Wherever a picture appears in the data below, omit it, and restate everything else word for word.

**DATA PROVIDED:**
----------------------------------------

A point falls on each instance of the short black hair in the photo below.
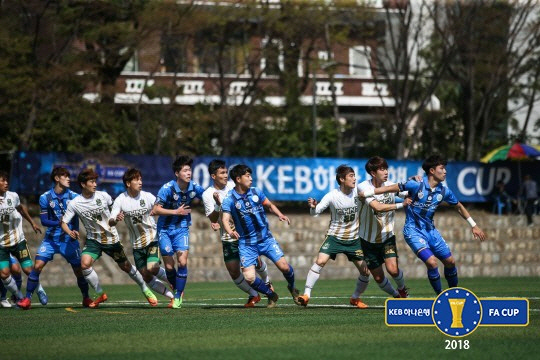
(85, 175)
(342, 171)
(215, 165)
(239, 170)
(131, 174)
(375, 163)
(180, 162)
(59, 171)
(432, 162)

----------------------------------------

**REPLY:**
A point falls on each instance of the short black hair in the photo below.
(85, 175)
(342, 171)
(215, 165)
(239, 170)
(131, 174)
(375, 163)
(180, 162)
(59, 171)
(432, 162)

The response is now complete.